- Consegna esercizio 1 -
Estrai dai record ogni riga che contiene la stringa "baseball", tenendo conto di maiuscole e minuscole.

- Brano da leggere -
- - -

L'atrio interposto fra la cinta craterica esterna e il cono centrale si chiama Valle della Molara a N. e NE., Valle Vivaro a SE.; la cinta esterna precipita su di esso con pendii assai ripidi, e molto notevole è anche in genere l'inclinazione del cono centrale. Il fondo dell'atrio è a 500-600 m.; nella sua parte maggiore e meglio conservata declina verso l'estremo orientale, dove, nell'area più bassa (339 m.), si è formato un lago temporaneo alimentato da alcune sorgenti (Fontana del Domatore, Fontana del Vivaro) e da scoli superficiali: è il Lago della Doganella.

All'esterno la cinta craterica maggiore declina con pendii più dolci, ed è tipicamente incisa da valli radiali, talora assai incassate, che attestano l'intenso lavoro di demolizione. Ad est le testate di alcune di queste valli (Valle Sarazzano, Valle Fontana Lupa) hanno gia fortemente intaccato l'orlo craterico; una di esse anzi, la Valle della Fontana, allungandosi a ritroso per erosione regressiva e usufruendo probabilmente di una lunga fessura radiale, ha inciso interamente la cinta, ed è arrivata a raccogliere le acque del menzionato lago della Doganella, quando esse sono in eccesso. Pertanto una parte notevole dell'atrio è diventata idrograficamente tributaria - almeno nel periodo in cui le acque sono più abbondanti - di uno scolatore esterno, che porta le acque al fiume Sacco (Liri).

Orograficamente i Colli Albani sono nettamente delimitati tanto a NE. verso il Subappennino, mediante la soglia prenestina (370 m.), quanto a SE. verso i Lepini, mediante un'altra soglia ancora più bassa (280 m.). Ma i materiali emessi dal Vulcano Laziale si estendono su un'area molto più vasta del rilievo collinoso: crateri avventizî si trovano a nord quasi in pianura (Cratere di Castiglione); lunghe colate di lava giungono fino all'Aniene (a monte di Lunghezza) e quasi alle porte di Roma (Tomba di Cecilia Metella); materiali di esplosione, pozzolane, ecc. ricoprono in parte i colli su cui è costruita Roma stessa.

È incerta l'epoca in cui il vulcano si è estinto; probabilmente l'uomo fu testimone degli ultimi parossismi, ma eruzioni in tempi storici non si conoscono e sono anzi da escludere. Come residui attuali dell'attività eruttiva si considerano alcune mofete e sorgenti minerali (Acquapuzza presso le Frattocchie); inoltre i terremoti che, non frequenti e limitati, ma talora assai violenti, si verificano con epicentro in una o in un'altra località dei Colli: fra i più tipici quelli del settembre 1748 e dell'aprile 1773; quelli, ripetuti, del 1829, quelli del maggio-giugno 1855, quelli del gennaio 1873, dell'agosto 1877, del 7 agosto 1884, del 22 gennaio 1892, del gennaio 1898, del 19 luglio 1899, ecc.

- - -

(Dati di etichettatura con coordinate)
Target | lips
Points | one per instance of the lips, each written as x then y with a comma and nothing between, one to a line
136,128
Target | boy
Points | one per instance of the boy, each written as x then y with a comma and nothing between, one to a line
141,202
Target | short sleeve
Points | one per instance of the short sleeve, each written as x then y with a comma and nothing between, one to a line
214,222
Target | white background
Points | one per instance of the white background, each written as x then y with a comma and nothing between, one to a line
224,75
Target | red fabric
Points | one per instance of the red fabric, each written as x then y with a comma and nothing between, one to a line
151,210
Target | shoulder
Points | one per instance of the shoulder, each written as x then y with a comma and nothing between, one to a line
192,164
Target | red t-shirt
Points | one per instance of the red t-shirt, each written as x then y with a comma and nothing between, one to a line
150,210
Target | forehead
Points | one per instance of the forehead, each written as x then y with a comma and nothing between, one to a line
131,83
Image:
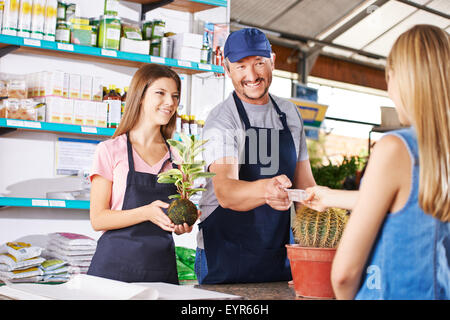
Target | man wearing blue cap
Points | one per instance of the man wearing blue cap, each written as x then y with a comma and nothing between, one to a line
256,147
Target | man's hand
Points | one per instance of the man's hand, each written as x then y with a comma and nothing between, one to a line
275,195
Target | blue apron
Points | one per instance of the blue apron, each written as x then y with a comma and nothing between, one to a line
250,246
143,252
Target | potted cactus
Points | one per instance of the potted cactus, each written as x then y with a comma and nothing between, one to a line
182,210
316,235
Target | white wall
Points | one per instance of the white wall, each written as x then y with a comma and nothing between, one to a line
27,158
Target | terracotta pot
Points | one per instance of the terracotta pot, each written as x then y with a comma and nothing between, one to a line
311,271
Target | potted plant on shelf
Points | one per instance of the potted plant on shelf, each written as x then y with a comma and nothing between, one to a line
182,209
317,234
316,237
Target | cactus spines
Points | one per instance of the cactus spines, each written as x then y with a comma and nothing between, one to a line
319,229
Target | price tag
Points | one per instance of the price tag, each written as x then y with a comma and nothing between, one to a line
65,46
183,63
39,203
57,203
14,123
89,130
32,124
109,53
204,66
158,60
31,42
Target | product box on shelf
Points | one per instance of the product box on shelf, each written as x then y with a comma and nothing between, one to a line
10,17
187,53
38,19
74,86
97,89
66,85
90,113
134,46
67,110
101,118
79,112
24,21
51,9
86,87
52,83
53,109
187,39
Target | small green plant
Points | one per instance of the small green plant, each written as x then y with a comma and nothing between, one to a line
319,229
333,176
182,209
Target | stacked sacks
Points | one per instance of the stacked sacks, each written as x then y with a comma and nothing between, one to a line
75,249
20,261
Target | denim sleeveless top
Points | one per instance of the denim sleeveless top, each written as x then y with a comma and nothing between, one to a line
411,254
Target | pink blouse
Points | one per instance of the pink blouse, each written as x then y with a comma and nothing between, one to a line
111,162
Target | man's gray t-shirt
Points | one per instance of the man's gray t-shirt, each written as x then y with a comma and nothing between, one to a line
225,132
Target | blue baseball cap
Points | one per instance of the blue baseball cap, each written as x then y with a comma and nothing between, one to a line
245,43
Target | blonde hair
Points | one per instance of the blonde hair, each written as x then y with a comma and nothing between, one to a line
141,80
420,60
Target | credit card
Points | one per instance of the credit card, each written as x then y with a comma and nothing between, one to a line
296,194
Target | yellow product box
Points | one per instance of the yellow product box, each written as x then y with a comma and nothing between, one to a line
53,109
97,89
67,110
74,86
10,17
53,83
38,19
312,112
101,114
51,9
24,22
90,117
79,20
79,112
86,87
66,85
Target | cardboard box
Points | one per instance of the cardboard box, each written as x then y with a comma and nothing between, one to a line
79,111
134,46
90,116
101,114
187,39
187,53
53,109
74,86
97,89
67,110
86,87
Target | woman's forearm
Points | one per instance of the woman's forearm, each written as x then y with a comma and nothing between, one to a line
106,219
240,195
344,199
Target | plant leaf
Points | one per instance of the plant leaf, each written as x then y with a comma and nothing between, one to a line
203,175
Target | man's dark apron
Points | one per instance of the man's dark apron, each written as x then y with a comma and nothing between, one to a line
250,246
143,252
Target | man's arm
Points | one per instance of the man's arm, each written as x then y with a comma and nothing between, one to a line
239,195
303,175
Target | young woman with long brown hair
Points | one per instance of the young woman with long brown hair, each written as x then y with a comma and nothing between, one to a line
396,244
126,201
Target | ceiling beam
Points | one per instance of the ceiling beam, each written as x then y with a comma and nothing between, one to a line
425,8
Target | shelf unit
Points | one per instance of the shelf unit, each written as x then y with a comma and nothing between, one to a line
43,203
9,44
7,125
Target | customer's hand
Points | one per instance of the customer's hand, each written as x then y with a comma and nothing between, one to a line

- - -

- Consegna esercizio 2 -
Trascrivi dal brano sui Colli Albani il passo che va da "All'esterno la cinta" fino a "fiume Sacco (Liri)." incluso.

- Soluzione 1 -
Target | blue baseball cap
Points | one per instance of the blue baseball cap, each written as x then y with a comma and nothing between, one to a line

- Soluzione 2 -
All'esterno la cinta craterica maggiore declina con pendii più dolci, ed è tipicamente incisa da valli radiali, talora assai incassate, che attestano l'intenso lavoro di demolizione. Ad est le testate di alcune di queste valli (Valle Sarazzano, Valle Fontana Lupa) hanno gia fortemente intaccato l'orlo craterico; una di esse anzi, la Valle della Fontana, allungandosi a ritroso per erosione regressiva e usufruendo probabilmente di una lunga fessura radiale, ha inciso interamente la cinta, ed è arrivata a raccogliere le acque del menzionato lago della Doganella, quando esse sono in eccesso. Pertanto una parte notevole dell'atrio è diventata idrograficamente tributaria - almeno nel periodo in cui le acque sono più abbondanti - di uno scolatore esterno, che porta le acque al fiume Sacco (Liri).